▶ [PROBLEM STATEMENT]: Where the word "coat" appears in a line below, copy the whole line.

▶ [SUPPLIED RECORDS]:

____

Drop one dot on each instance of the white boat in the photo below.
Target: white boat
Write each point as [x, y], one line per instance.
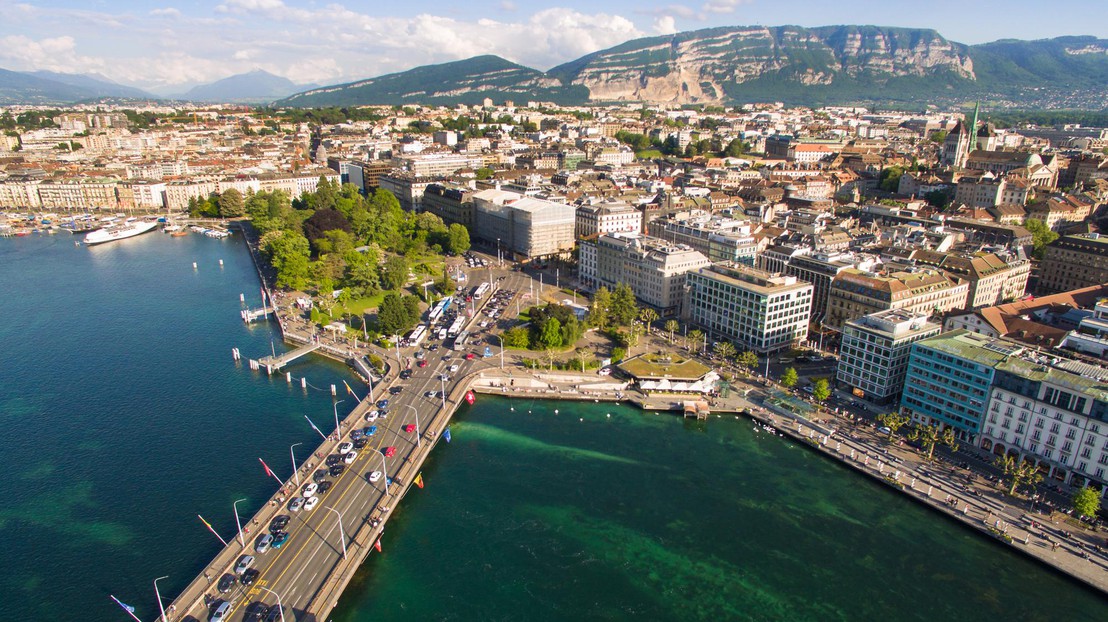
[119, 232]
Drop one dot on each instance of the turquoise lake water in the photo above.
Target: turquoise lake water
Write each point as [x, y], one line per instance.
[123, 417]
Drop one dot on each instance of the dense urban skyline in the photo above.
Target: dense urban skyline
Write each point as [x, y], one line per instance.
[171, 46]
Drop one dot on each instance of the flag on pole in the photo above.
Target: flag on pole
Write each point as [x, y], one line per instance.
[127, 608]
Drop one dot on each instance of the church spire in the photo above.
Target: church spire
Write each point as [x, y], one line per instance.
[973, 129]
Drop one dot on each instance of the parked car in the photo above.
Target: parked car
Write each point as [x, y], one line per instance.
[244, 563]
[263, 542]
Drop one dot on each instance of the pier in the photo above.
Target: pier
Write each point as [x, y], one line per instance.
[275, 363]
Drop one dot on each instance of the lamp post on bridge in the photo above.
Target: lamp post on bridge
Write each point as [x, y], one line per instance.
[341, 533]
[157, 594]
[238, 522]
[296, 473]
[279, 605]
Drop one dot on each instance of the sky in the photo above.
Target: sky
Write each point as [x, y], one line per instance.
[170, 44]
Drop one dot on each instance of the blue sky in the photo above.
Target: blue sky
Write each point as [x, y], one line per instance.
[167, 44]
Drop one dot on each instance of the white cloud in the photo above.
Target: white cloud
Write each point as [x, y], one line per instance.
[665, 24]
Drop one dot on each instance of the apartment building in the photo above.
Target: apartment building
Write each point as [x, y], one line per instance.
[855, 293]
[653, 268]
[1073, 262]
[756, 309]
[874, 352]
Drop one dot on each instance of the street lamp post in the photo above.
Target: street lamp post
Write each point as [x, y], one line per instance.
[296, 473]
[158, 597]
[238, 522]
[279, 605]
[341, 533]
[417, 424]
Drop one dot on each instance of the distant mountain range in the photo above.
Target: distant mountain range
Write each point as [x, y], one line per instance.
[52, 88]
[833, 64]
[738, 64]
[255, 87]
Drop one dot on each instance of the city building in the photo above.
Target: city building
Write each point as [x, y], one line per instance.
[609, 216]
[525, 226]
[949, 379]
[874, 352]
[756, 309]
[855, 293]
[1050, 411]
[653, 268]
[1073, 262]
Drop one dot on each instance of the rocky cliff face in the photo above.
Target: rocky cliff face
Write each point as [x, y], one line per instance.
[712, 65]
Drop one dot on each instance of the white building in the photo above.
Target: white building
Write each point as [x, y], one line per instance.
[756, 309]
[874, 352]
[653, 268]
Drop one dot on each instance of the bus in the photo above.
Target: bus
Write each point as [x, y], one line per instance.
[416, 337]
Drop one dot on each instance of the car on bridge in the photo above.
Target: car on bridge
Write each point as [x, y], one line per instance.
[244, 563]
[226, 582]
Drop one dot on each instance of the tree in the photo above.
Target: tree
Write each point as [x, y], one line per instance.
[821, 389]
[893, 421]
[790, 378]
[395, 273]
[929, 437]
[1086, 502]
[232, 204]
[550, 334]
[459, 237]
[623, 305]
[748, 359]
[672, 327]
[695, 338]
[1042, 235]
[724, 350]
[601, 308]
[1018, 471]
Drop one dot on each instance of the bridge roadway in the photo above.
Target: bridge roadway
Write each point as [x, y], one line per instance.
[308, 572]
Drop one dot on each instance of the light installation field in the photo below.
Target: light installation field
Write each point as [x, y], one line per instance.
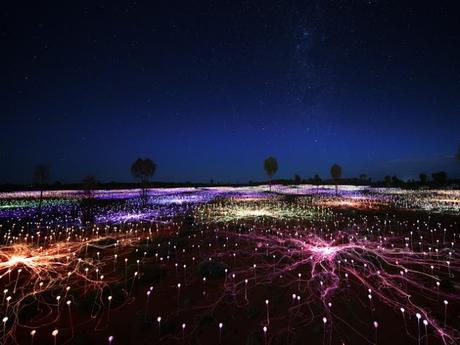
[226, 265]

____

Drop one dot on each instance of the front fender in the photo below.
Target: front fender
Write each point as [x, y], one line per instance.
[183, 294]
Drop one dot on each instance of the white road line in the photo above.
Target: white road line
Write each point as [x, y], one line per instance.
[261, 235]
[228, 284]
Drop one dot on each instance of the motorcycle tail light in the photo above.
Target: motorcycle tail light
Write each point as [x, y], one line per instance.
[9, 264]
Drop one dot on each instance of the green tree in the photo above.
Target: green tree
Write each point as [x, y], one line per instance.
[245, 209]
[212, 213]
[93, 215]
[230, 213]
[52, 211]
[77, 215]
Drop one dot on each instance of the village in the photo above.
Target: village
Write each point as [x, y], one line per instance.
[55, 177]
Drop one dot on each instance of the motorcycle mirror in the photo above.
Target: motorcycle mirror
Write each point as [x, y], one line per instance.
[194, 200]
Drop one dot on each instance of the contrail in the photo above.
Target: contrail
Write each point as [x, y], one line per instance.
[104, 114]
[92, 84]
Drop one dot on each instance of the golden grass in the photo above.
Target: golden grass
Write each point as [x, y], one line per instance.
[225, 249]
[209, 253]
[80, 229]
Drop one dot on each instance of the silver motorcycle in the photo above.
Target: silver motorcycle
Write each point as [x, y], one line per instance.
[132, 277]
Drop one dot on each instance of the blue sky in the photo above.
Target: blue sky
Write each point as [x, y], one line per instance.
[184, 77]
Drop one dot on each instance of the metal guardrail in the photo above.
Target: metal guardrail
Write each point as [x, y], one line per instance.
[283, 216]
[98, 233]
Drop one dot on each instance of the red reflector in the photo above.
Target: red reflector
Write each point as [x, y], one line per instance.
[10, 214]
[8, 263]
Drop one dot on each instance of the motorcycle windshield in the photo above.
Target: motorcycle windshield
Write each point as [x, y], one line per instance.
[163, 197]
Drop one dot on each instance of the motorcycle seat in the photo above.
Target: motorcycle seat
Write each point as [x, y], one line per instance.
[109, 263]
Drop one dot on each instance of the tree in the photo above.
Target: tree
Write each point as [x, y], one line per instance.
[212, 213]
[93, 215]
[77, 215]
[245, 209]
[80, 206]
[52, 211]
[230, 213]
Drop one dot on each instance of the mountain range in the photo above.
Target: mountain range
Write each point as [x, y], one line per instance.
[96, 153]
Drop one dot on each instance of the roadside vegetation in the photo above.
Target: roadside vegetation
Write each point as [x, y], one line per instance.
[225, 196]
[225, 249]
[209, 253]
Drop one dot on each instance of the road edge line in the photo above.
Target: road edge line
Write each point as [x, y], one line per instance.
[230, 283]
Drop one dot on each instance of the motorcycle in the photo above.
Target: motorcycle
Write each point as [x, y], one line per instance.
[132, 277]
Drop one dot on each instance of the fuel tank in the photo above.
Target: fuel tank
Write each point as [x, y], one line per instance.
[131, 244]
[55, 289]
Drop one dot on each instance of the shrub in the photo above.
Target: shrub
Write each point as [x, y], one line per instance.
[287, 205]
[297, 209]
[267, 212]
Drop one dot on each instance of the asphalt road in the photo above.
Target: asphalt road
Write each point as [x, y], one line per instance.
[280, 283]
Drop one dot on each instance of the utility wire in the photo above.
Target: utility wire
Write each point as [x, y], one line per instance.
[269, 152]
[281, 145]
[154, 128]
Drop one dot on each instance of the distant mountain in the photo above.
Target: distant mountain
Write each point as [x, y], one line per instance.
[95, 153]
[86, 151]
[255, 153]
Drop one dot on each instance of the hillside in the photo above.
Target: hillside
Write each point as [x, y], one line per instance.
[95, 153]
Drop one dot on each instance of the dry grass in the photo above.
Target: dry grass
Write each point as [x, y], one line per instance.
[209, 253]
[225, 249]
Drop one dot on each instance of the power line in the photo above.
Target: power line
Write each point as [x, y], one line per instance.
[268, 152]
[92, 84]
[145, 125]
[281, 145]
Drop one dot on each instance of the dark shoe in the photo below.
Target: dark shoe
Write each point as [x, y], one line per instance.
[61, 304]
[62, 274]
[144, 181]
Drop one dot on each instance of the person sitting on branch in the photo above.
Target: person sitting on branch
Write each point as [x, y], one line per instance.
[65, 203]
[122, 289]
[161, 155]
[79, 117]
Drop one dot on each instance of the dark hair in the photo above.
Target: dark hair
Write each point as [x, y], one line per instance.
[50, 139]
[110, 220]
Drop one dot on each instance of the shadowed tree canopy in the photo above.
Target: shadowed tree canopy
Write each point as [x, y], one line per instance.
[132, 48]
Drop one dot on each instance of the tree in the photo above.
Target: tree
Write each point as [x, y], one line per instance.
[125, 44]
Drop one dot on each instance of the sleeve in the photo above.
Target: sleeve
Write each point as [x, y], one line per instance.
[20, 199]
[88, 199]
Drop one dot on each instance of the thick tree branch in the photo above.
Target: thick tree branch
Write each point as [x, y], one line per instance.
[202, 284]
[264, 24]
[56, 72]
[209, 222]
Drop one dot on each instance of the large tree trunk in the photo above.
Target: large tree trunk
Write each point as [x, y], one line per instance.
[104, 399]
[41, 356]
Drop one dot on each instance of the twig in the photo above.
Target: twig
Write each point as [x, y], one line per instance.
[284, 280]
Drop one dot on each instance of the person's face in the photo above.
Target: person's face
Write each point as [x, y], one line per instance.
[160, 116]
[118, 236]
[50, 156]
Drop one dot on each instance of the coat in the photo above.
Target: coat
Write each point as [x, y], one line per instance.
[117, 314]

____

▶ [RESPONSE BELOW]:
Drop one dot on each instance of the coat in the photo above.
Target: coat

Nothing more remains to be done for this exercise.